__Istruzioni dell'esercizio__:
• A. Riassumi in due frasi il testo sulle profezie del Santo Sepolcro.
• B. Copia dal testo sulle profezie del Santo Sepolcro il passo da "Questo articolo tratta" a "22; Zaccaria 12:10.".

__Testo estratto__:
----

Questo articolo tratta delle quattro profezie bibliche sul Messia raffigurate sul soffitto della Cappella della Crocifissione nel Santo Sepolcro: Daniele 9:26; Isaia 53:7-9; Salmo 22; Zaccaria 12:10.

Rafael Sanz Carrera-29 marzo 2024-Tempo di lettura: 7 minuti

Immagine del soffitto della Cappella della Crocifissione del Santo Sepolcro con le quattro profezie.

Anni fa ho avuto la fortuna di visitare la Basilica del Santo Sepolcro di Gerusalemme. Entrando, dopo aver girato leggermente a sinistra, troviamo una ripida scalinata che ci porta sul Calvario dove, secondo la tradizione, avvenne la crocifissione. Lì, su un lato, troviamo una cappella cattolica e se guardiamo il soffitto scopriamo un mosaico in cui sono disegnate quattro profezie che ci parlano della Passione del Messia: Daniele 9,26; Isaia 53,7-9; Salmo 22; Zaccaria 12,10. Anche oggi è commovente rileggere questi testi e meditarli, guardando il luogo dove è stata innalzata la Croce del nostro Redentore. Ecco perché, in questo tempo di Settimana Santa, vale la pena di fare un breve viaggio attraverso queste quattro profezie.

----

__Dati forniti__:

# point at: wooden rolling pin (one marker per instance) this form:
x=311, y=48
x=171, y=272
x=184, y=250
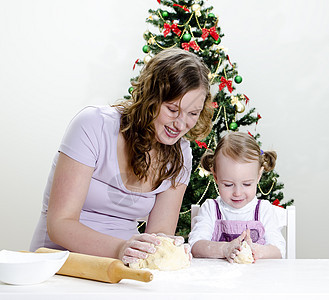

----

__Elenco delle risposte__:
• A. Il testo presenta le quattro profezie bibliche sulla Passione del Messia (Daniele 9,26; Isaia 53,7-9; Salmo 22; Zaccaria 12,10) raffigurate in un mosaico sul soffitto della cappella cattolica della Crocifissione, sul Calvario, nella Basilica del Santo Sepolcro di Gerusalemme. Partendo dal ricordo di una visita alla basilica, propone per la Settimana Santa un breve viaggio attraverso queste profezie.

• B.
Questo articolo tratta delle quattro profezie bibliche sul Messia raffigurate sul soffitto della Cappella della Crocifissione nel Santo Sepolcro: Daniele 9:26; Isaia 53:7-9; Salmo 22; Zaccaria 12:10.